Most functions wait for a valid input, which results in the problem that nasty line breaks occur when the user ONLY presses the enter key.

the problem is also normally easy to solve under Linux: read a character with getchar, determined the position of the cursor with the ANSI escape sequences and provided the whole thing with a do while loop.

BUT: I was not able to find a simple function to read in numbers in the same elegant way. The function must be able to read in numbers, but also be able to prevent line breaks. to achieve this, I used getchar and store the characters in a char array, whose indices I then convert to the corresponding numbers, which I then add to the actual number.

But maybe there is an easier way? or you have ideas how to optimize the function?

#include <iostream>
#include "TheGameHeaders.h"

#define CLEAR_LINE printf("\033[K")
#define POSITION(Ze, Sp) printf("\033[%d;%dH", Ze, Sp)
#define CLEAR printf("\033[2J")


int getint(int pos_ze, int pos_sp, int qntty_of_incs)
{   
    int i = 0;
    char fake_nbr;
    char fake_nbrs[qntty_of_incs];

    int real_nbr = 0;
    int real_nbrs[qntty_of_incs];


    do
    {
        POSITION(pos_ze, pos_sp);
        while((fake_nbr = getchar()) != '\n')
        {
            if(fake_nbr == '0' || fake_nbr == '1' || fake_nbr == '2' || fake_nbr == '3' || fake_nbr == '4' || fake_nbr == '5' || fake_nbr == '6' || fake_nbr == '7' || fake_nbr == '8' || fake_nbr == '9')
            {
                if(i <= (qntty_of_incs-=1))

→ **Required actions**:
- A) Answer these about the forum post on reading numbers:
(i) Which key, when pressed alone, leads to the unwanted line breaks?
(ii) What kind of loop does the writer put around the whole thing under Linux?
(iii) What does the CLEAR macro print?
- B) Copy the forum post on reading numbers, starting with "int real_nbr = 0;" and going on through "fake_nbr == '9')".
The items that come next have nothing to do with the forum post on reading numbers.

→ **Data shown**:
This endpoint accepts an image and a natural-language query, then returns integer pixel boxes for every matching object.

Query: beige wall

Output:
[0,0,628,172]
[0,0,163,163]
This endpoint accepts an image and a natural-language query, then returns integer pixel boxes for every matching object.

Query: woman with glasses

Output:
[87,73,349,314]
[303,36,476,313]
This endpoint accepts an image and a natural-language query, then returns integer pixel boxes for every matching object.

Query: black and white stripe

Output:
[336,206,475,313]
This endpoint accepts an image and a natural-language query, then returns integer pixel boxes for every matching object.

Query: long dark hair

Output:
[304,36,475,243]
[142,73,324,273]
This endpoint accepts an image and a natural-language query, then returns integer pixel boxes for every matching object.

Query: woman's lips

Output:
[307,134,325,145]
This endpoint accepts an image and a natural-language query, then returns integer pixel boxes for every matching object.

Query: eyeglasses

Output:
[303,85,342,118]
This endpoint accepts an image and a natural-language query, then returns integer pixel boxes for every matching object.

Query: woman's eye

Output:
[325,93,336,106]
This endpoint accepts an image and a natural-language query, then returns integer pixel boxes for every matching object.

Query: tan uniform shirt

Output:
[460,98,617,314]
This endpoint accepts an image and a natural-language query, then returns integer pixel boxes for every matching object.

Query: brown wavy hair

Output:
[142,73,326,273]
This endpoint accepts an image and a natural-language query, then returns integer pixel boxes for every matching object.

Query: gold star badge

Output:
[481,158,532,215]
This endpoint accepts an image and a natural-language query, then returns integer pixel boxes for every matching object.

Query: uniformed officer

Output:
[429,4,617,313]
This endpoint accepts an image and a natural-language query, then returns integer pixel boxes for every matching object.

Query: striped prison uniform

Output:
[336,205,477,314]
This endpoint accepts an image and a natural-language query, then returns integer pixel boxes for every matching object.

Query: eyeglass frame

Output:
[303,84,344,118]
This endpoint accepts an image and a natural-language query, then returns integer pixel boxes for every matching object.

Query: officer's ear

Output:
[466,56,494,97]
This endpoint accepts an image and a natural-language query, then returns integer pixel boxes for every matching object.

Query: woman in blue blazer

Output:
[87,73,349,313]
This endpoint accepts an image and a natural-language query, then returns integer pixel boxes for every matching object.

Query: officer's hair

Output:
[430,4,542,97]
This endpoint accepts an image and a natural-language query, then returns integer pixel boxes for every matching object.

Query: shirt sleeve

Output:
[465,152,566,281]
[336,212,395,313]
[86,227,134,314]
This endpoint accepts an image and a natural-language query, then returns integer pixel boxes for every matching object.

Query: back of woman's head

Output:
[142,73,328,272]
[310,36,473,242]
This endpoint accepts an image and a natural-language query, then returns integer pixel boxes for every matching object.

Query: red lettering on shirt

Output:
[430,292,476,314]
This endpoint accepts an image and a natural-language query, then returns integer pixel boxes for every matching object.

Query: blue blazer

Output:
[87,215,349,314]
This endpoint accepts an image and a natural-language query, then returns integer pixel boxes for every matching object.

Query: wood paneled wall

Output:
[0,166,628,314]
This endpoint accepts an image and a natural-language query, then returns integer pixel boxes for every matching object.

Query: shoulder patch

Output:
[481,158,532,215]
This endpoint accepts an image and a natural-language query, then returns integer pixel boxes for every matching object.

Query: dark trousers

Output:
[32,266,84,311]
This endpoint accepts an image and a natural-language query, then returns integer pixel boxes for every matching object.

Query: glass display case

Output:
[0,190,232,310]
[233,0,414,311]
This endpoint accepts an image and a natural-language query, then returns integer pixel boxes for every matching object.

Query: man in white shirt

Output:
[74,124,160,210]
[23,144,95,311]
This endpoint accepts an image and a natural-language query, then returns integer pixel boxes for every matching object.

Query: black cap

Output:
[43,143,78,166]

→ **Answers to each task**:
- A)
(i) The enter key.
(ii) A do while loop.
(iii) printf("\033[2J")

- B)
int real_nbr = 0;
    int real_nbrs[qntty_of_incs];


    do
    {
        POSITION(pos_ze, pos_sp);
        while((fake_nbr = getchar()) != '\n')
        {
            if(fake_nbr == '0' || fake_nbr == '1' || fake_nbr == '2' || fake_nbr == '3' || fake_nbr == '4' || fake_nbr == '5' || fake_nbr == '6' || fake_nbr == '7' || fake_nbr == '8' || fake_nbr == '9')